• TASK STATEMENT
Starting at the line below that contains "Would you be able to tag each instance of the ceramic" and ending at the line that contains "Target: choppy sea water", retype each line exactly as it stands, but omit the pictures.

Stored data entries

[Start of Attachment]

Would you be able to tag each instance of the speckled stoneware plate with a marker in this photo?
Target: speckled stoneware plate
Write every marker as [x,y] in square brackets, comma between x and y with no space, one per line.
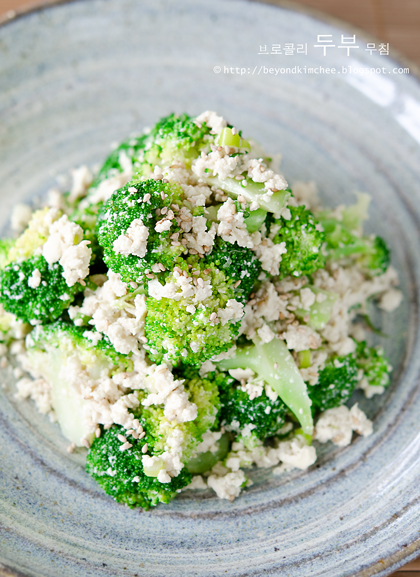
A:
[78,76]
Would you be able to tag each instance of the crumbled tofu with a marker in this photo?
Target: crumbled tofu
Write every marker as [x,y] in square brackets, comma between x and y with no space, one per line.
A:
[134,241]
[337,425]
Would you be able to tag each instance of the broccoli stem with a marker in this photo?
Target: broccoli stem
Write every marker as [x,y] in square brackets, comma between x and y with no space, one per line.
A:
[275,365]
[252,191]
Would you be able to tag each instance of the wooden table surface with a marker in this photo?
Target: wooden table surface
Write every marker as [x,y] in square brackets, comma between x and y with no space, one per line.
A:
[396,22]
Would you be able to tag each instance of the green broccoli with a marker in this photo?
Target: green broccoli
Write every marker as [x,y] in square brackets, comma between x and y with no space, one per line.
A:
[57,352]
[374,364]
[30,287]
[337,381]
[131,478]
[274,364]
[303,242]
[261,416]
[34,302]
[196,325]
[345,240]
[140,205]
[175,138]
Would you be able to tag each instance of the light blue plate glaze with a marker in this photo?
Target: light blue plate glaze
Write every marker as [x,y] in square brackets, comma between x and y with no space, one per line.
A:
[75,78]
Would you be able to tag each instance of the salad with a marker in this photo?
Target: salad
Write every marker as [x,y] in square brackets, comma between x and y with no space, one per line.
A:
[185,315]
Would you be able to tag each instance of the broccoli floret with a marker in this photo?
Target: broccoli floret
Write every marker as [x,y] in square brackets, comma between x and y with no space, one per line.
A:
[46,301]
[337,381]
[345,240]
[141,202]
[273,363]
[303,242]
[68,358]
[260,416]
[126,476]
[121,474]
[198,326]
[374,364]
[5,247]
[30,288]
[175,138]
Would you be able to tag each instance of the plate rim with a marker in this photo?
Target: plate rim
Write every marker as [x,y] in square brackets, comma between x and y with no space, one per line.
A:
[396,560]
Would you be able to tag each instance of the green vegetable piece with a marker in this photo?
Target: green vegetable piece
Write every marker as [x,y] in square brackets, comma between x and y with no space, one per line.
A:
[374,363]
[303,242]
[44,303]
[336,383]
[304,358]
[255,220]
[285,379]
[252,191]
[227,138]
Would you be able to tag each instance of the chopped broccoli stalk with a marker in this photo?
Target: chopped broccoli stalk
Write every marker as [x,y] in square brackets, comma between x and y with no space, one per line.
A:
[139,202]
[275,365]
[202,462]
[57,352]
[255,220]
[175,138]
[319,312]
[303,242]
[128,475]
[304,358]
[374,364]
[260,417]
[44,303]
[251,191]
[336,383]
[227,138]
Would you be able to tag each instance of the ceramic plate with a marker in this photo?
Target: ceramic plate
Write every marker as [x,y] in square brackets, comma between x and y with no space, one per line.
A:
[78,76]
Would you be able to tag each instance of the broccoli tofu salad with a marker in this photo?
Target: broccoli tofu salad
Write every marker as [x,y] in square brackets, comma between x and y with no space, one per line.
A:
[185,316]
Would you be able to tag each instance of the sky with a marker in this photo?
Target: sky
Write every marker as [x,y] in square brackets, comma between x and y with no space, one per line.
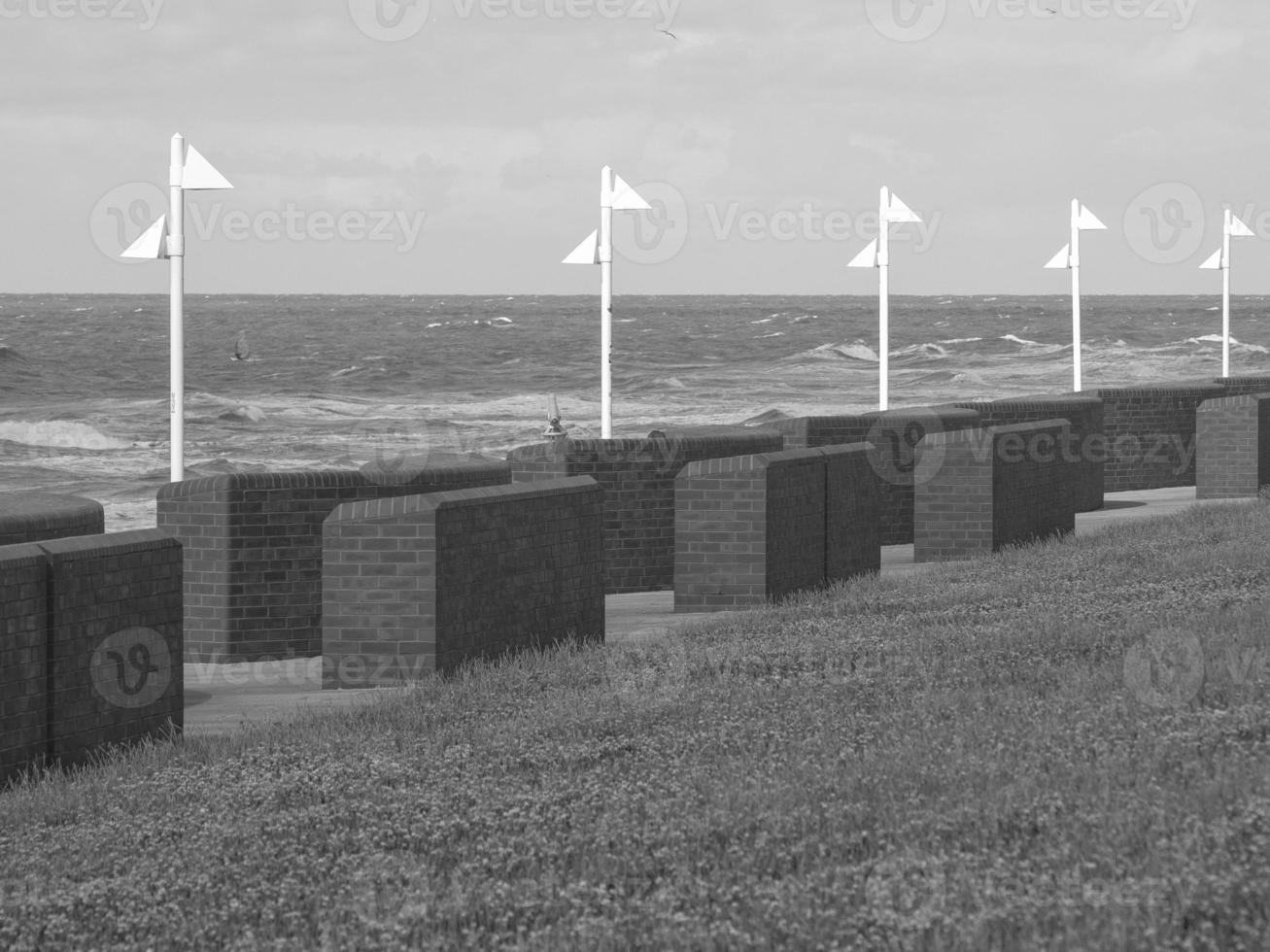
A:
[455,146]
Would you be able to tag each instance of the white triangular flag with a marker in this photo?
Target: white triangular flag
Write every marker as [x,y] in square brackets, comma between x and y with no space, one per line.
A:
[1213,263]
[153,243]
[1088,221]
[868,257]
[586,253]
[901,212]
[625,198]
[198,174]
[1240,230]
[1063,259]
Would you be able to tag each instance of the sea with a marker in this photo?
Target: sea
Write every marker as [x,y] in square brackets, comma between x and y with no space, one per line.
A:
[337,382]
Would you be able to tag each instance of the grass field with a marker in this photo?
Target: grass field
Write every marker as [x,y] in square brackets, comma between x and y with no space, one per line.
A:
[1064,746]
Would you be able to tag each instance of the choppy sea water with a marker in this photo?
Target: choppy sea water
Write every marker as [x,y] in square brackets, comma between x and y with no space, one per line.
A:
[337,382]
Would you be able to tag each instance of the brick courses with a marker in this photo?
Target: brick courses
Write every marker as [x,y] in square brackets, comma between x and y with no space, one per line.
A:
[1232,438]
[253,550]
[752,529]
[33,517]
[896,435]
[421,584]
[1087,443]
[979,491]
[637,477]
[1150,434]
[91,638]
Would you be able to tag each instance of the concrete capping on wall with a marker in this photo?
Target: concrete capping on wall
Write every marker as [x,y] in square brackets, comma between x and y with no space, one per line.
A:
[1244,386]
[33,517]
[96,625]
[421,584]
[896,435]
[1150,433]
[979,491]
[852,536]
[637,479]
[1232,438]
[253,550]
[748,529]
[1087,441]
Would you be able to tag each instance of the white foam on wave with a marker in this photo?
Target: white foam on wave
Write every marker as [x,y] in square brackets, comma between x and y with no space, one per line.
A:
[58,433]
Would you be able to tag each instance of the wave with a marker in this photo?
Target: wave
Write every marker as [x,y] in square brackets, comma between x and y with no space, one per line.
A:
[58,433]
[857,351]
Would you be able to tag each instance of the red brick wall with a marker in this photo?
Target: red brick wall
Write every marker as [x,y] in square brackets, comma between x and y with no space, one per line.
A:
[1233,447]
[1150,434]
[421,584]
[32,517]
[852,534]
[979,491]
[637,477]
[253,551]
[896,435]
[91,641]
[749,529]
[23,659]
[1087,447]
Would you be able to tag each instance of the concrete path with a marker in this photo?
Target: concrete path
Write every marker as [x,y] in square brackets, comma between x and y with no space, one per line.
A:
[223,698]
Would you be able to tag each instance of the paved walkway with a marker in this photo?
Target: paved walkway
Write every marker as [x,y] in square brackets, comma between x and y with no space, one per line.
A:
[222,698]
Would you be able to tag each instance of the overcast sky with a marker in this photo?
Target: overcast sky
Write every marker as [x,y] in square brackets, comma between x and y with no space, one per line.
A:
[455,146]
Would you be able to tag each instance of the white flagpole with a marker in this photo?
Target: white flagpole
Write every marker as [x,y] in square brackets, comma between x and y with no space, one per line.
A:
[606,302]
[1225,293]
[1070,256]
[177,307]
[883,296]
[1076,294]
[597,248]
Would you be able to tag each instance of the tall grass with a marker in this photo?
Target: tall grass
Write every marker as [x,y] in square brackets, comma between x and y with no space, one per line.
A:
[950,761]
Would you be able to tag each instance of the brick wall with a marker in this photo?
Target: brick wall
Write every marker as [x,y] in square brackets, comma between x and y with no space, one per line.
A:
[896,435]
[748,529]
[1232,435]
[253,550]
[852,536]
[1150,434]
[93,637]
[23,659]
[1087,442]
[637,477]
[32,517]
[1242,386]
[979,491]
[421,584]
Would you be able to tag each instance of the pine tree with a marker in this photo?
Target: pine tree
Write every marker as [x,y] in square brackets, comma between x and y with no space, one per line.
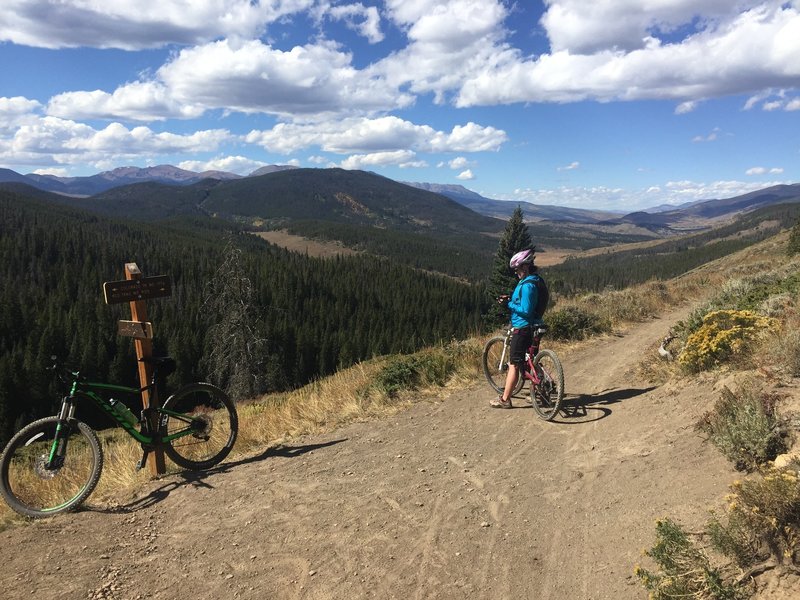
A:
[516,237]
[794,240]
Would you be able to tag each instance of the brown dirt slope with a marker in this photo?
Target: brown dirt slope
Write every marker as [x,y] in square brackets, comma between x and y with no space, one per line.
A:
[449,499]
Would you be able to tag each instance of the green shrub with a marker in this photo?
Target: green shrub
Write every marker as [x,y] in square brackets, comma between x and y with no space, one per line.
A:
[761,521]
[794,240]
[573,323]
[746,427]
[684,569]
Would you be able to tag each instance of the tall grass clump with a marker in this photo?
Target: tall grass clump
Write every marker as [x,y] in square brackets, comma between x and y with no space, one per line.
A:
[746,426]
[575,323]
[434,367]
[684,569]
[761,522]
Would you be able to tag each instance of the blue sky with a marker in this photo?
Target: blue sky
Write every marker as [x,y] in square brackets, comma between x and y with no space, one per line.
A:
[614,104]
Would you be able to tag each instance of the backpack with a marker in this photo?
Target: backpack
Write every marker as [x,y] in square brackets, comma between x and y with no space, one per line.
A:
[542,296]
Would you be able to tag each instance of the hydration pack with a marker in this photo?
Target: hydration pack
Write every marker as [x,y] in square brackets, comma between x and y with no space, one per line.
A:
[542,295]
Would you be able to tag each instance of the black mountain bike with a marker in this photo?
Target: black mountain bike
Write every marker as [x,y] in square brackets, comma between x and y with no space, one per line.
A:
[53,464]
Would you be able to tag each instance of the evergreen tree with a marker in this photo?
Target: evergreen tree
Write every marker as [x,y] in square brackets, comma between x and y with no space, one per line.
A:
[516,237]
[794,240]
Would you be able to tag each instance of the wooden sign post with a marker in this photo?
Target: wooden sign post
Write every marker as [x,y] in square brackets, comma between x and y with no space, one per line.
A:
[136,290]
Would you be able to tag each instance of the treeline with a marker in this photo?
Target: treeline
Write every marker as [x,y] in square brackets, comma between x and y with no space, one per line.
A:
[467,256]
[670,258]
[316,315]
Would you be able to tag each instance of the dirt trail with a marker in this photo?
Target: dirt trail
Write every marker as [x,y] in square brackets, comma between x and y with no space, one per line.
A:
[449,499]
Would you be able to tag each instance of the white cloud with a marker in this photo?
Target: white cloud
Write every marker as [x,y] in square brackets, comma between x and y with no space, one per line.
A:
[142,101]
[685,107]
[385,134]
[728,53]
[601,197]
[51,140]
[764,171]
[359,18]
[240,165]
[138,24]
[459,162]
[362,161]
[711,137]
[17,111]
[590,26]
[247,77]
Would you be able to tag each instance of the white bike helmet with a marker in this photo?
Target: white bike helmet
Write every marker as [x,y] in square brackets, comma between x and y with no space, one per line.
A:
[521,258]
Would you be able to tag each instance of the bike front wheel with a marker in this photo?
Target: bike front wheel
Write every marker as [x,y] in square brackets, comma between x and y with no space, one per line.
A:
[495,365]
[38,479]
[200,423]
[548,394]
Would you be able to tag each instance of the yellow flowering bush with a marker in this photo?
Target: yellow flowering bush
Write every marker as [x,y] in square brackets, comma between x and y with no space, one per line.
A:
[723,334]
[762,520]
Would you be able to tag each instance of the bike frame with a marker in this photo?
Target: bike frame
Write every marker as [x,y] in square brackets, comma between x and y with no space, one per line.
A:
[92,390]
[529,372]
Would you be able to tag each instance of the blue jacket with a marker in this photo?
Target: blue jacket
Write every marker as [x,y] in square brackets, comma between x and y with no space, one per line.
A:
[523,303]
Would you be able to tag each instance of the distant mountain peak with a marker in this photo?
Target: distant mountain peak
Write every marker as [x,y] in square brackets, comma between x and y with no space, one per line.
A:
[267,169]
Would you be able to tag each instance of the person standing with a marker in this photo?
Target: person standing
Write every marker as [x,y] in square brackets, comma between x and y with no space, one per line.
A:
[522,303]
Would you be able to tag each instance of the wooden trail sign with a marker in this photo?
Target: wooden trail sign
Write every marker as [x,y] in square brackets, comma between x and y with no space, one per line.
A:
[144,288]
[136,289]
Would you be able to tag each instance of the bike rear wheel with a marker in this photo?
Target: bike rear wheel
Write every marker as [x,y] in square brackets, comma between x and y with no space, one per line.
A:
[495,365]
[207,418]
[34,489]
[548,394]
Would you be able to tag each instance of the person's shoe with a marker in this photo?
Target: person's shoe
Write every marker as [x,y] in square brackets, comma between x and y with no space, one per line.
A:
[500,403]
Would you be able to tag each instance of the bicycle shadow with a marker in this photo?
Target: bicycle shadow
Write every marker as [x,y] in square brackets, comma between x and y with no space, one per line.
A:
[199,478]
[587,408]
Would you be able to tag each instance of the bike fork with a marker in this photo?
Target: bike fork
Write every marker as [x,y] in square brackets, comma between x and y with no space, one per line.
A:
[58,450]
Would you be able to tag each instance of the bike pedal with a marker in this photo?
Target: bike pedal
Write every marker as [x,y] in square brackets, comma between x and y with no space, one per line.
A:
[140,465]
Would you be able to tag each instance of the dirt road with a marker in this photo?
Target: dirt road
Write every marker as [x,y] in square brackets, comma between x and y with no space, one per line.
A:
[450,499]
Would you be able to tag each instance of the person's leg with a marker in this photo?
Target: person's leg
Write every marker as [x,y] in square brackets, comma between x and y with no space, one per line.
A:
[520,340]
[511,382]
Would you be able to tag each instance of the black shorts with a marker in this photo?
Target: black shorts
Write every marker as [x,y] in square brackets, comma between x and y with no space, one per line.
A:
[520,342]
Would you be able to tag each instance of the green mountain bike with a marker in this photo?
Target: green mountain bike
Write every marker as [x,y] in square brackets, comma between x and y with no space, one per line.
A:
[53,464]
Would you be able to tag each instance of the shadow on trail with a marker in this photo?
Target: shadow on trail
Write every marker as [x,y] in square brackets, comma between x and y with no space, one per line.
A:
[586,408]
[198,478]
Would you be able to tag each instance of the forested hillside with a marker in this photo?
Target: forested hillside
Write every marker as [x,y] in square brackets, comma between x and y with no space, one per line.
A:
[671,257]
[315,314]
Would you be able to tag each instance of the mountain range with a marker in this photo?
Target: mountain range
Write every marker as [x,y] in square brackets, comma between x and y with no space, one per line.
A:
[278,191]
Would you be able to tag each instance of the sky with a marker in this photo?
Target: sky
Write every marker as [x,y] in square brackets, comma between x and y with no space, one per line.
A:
[595,104]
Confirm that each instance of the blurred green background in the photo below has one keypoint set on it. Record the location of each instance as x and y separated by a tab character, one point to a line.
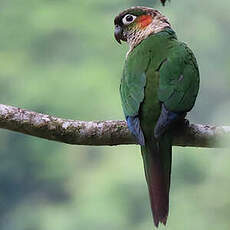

[End of Attachment]

• RESPONSE TO THE EXERCISE
Would you be able to tag each instance of the ceramic plate with a marker in this photo?
Target: ceramic plate
Write every marker as [x,y] in square brackets, comma between x and y with no space, one per line.
A:
[78,76]
Would you be able to tag each instance of the broccoli tofu salad with a marker in this photo?
Target: broccoli tofu salad
Write every marker as [x,y] in square brackets, comma between x and y with no space, one per line.
A:
[185,316]
Would you be able to tag each instance of the sky with a marker in this photo?
Target: sky
Write every marker as [x,y] in square brackets, comma between x and y with no space, one per line.
A:
[455,146]
Would you be able to tag each instance of the white triangular flag with a marker in this photo?
Target: white triangular flag
Write every marker as [x,y] in square brackets, comma between x and y with no space, one per line.
A:
[1213,263]
[153,243]
[1088,221]
[868,257]
[586,253]
[901,212]
[625,198]
[198,174]
[1240,230]
[1063,259]
Would you be able to tag each instance of the sea with a marker in this photo?
Target: sea
Write every marker as [x,y] in square brackets, comma between x and y with no space, one per line.
A:
[337,382]
Would you be able to tag each instance of the grass field with a marker in this photo?
Target: grass field
Write every marker as [x,y] in square brackets, comma between x and y with no space, one per line.
A:
[1064,746]
Would you be able to tag each instance of the choppy sea water with a marker in this photo?
Target: choppy sea water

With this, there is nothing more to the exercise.